Alıştırma amacı
Aşağıdaki satırlardan hangileri "brick" sözcüğünü içeriyor? Bu satırları bulup her birini kopyalayın.
── Girdi satırları
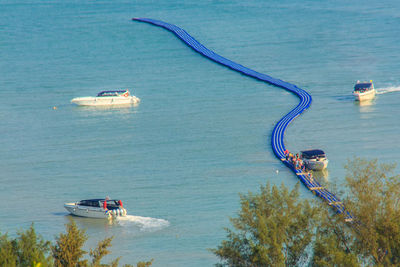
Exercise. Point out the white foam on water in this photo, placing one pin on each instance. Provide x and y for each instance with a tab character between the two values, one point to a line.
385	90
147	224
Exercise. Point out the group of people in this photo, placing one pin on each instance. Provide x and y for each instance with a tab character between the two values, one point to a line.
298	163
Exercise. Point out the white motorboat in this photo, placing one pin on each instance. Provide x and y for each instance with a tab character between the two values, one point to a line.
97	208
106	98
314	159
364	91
────
── Girdi satırları
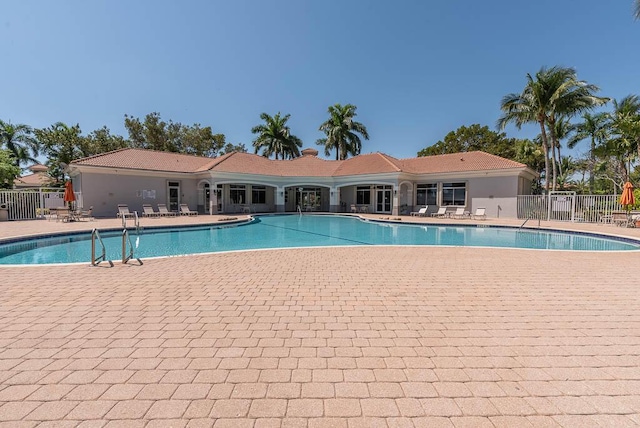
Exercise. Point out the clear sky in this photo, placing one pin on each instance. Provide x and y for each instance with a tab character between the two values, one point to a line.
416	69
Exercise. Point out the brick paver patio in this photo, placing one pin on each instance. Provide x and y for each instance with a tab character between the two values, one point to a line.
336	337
────
Tamamlanan görev
Exercise. Point out the brick paver patio in this photo, placing one pin on each instance. Provide x and y for each instance with a tab character between the two values, one point to a line.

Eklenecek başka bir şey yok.